- [WORK INSTRUCTION]: Your task is to print every entry below exactly as given.

- [RECORDED INFORMATION]:
☆ ☆ ☆

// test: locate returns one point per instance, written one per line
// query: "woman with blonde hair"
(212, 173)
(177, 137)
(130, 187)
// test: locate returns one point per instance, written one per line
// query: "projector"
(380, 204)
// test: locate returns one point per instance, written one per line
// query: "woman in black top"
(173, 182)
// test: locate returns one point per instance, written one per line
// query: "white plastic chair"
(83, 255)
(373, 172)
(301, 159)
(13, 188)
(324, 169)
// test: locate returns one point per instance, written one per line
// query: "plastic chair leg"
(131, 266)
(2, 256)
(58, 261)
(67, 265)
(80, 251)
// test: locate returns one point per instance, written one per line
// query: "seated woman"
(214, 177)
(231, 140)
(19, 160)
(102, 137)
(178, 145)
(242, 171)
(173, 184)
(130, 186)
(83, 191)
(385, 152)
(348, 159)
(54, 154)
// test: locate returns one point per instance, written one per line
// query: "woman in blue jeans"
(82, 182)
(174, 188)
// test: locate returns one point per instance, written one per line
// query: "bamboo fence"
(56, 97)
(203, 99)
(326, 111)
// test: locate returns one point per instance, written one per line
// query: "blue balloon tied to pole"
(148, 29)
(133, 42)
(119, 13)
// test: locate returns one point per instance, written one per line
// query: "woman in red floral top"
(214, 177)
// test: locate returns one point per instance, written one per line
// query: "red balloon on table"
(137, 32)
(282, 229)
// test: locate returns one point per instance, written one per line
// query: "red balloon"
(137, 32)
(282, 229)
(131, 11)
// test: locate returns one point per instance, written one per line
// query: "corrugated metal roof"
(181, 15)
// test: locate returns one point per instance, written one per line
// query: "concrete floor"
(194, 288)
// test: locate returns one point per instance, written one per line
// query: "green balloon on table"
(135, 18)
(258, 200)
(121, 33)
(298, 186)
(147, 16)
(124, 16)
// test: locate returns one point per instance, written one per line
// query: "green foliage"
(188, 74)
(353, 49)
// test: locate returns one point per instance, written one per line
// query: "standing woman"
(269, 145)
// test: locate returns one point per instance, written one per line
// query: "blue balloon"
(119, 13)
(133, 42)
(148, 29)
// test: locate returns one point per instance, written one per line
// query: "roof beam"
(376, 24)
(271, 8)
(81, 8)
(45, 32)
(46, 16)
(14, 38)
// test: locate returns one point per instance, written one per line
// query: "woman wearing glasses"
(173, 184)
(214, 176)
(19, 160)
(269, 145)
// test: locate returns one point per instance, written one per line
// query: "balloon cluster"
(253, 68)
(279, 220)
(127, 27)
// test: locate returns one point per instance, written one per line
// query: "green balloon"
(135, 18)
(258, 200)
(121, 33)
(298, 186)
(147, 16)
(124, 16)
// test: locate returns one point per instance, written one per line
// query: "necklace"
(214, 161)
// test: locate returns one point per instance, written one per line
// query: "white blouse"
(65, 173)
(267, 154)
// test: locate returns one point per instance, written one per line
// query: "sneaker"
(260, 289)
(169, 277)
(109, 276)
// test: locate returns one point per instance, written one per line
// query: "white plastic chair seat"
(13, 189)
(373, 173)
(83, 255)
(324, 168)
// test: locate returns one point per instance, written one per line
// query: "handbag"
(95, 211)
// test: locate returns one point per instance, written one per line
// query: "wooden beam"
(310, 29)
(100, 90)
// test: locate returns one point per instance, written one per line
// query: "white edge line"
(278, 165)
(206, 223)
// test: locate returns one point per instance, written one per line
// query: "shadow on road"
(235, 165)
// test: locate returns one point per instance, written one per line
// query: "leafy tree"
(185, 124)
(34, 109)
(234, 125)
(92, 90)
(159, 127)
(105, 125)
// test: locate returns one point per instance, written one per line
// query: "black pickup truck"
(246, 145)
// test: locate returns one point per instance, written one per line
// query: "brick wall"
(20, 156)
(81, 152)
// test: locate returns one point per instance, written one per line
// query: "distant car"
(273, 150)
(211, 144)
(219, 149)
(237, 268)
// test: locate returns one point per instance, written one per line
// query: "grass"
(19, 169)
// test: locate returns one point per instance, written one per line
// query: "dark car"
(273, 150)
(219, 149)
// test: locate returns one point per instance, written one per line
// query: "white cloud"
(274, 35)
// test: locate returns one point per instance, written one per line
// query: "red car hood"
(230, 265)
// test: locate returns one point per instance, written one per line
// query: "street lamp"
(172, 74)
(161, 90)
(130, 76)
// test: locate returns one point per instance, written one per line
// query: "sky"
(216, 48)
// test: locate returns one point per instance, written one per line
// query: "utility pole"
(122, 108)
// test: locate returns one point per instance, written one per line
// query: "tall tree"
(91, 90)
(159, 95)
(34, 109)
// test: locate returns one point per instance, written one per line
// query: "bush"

☆ ☆ ☆

- [RESPONSE BOX]:
// test: locate returns one point per instance, written one per line
// query: "woman with blonde hair"
(212, 173)
(177, 137)
(130, 187)
// test: locate returns one point per instance, written one per line
// query: "projector"
(380, 204)
// test: locate returns one point per instance, written one per line
// query: "woman in black top"
(173, 182)
// test: locate returns one point per instance, written one per line
// query: "white plastic chair"
(83, 255)
(373, 172)
(301, 159)
(13, 188)
(324, 169)
// test: locate returns one point per instance, written one per line
// query: "plastic chair leg"
(131, 266)
(2, 256)
(58, 261)
(67, 265)
(80, 251)
// test: locate returns one point per instance, written one per line
// query: "seated woman"
(214, 177)
(231, 140)
(19, 160)
(102, 137)
(178, 145)
(242, 171)
(173, 184)
(130, 186)
(83, 191)
(385, 152)
(348, 159)
(54, 154)
// test: locate returns one point per instance, written one per line
// query: "woman in blue jeans"
(82, 182)
(174, 188)
// test: locate returns one point per instance, written one per line
// query: "bamboo fence"
(56, 97)
(203, 99)
(326, 111)
// test: locate returns one point per instance, written one per line
// query: "blue balloon tied to pole"
(148, 29)
(133, 42)
(119, 13)
// test: locate returns one point per instance, written one per line
// query: "woman in red floral top"
(214, 177)
// test: locate returns one point per instance, written one per line
// query: "red balloon on table"
(137, 32)
(282, 229)
// test: locate returns one point per instance, written one per line
// query: "red balloon"
(137, 32)
(282, 229)
(131, 11)
// test: locate returns one point per instance, written one per line
// query: "corrugated metal roof"
(181, 15)
// test: locate returns one point per instance, written one per line
// query: "concrete floor"
(194, 288)
// test: locate returns one point per instance, written one per line
// query: "green balloon on table"
(135, 18)
(258, 200)
(121, 33)
(298, 186)
(147, 16)
(124, 16)
// test: locate returns one point per instance, written one per line
// query: "green foliage"
(188, 74)
(353, 49)
// test: locate returns one point per instance, written one per line
// query: "standing woman"
(269, 145)
// test: locate returns one point per instance, written one per line
// query: "blue balloon"
(119, 13)
(133, 42)
(148, 29)
// test: locate returns one point per instance, written one per line
// query: "roof beam"
(376, 24)
(271, 8)
(81, 8)
(45, 32)
(46, 16)
(14, 38)
// test: locate returns one point per instance, written one per line
// query: "woman wearing glasses"
(173, 184)
(214, 176)
(19, 160)
(269, 145)
// test: locate returns one point per instance, written one per line
// query: "balloon cluster"
(253, 68)
(279, 220)
(127, 27)
// test: locate returns one point per instance, written one per line
// query: "green balloon"
(135, 18)
(258, 200)
(121, 33)
(298, 186)
(147, 16)
(124, 16)
// test: locate returns one point per instance, written one per line
// query: "necklace"
(214, 161)
// test: locate returns one point per instance, written one per line
// query: "white blouse"
(65, 173)
(267, 154)
// test: locate returns one point per instance, written one per line
// query: "sneaker"
(260, 289)
(169, 277)
(109, 276)
// test: locate returns one point per instance, written one per line
// query: "white plastic chair seat"
(13, 189)
(373, 173)
(83, 255)
(324, 168)
// test: locate returns one point per instance, written one per line
// query: "handbag"
(95, 211)
// test: locate returns one point per instance, written one per line
// query: "wooden beam"
(310, 29)
(100, 90)
// test: locate returns one point per instance, written one per line
// query: "white edge line"
(278, 165)
(206, 223)
// test: locate returns one point per instance, written one per line
// query: "shadow on road"
(235, 165)
// test: locate returns one point per instance, written one per line
// query: "leafy tree"
(185, 124)
(34, 109)
(234, 125)
(92, 90)
(159, 127)
(105, 125)
// test: locate returns one point per instance, written one per line
// query: "black pickup truck"
(246, 145)
// test: locate returns one point per instance, written one per line
// query: "brick wall"
(20, 156)
(81, 152)
// test: locate returns one point per instance, written one per line
// query: "distant car"
(273, 150)
(211, 144)
(219, 149)
(237, 268)
// test: locate returns one point per instance, written one per line
// query: "grass"
(19, 169)
// test: locate returns one point per instance, written one per line
// query: "dark car"
(273, 150)
(219, 149)
// test: locate returns one point per instance, written one per line
// query: "white cloud"
(274, 35)
// test: locate returns one point per instance, written one per line
// query: "red car hood"
(230, 265)
// test: locate returns one point per instance, written one per line
// query: "street lamp"
(172, 74)
(161, 90)
(130, 76)
// test: locate returns one point per instance, written one per line
// query: "sky"
(216, 48)
// test: locate returns one point per instance, written one per line
// query: "utility pole"
(122, 108)
// test: locate returns one point per instance, written one per line
// query: "tall tree"
(91, 90)
(159, 95)
(34, 109)
// test: locate returns one point per instance, written one per line
// query: "bush"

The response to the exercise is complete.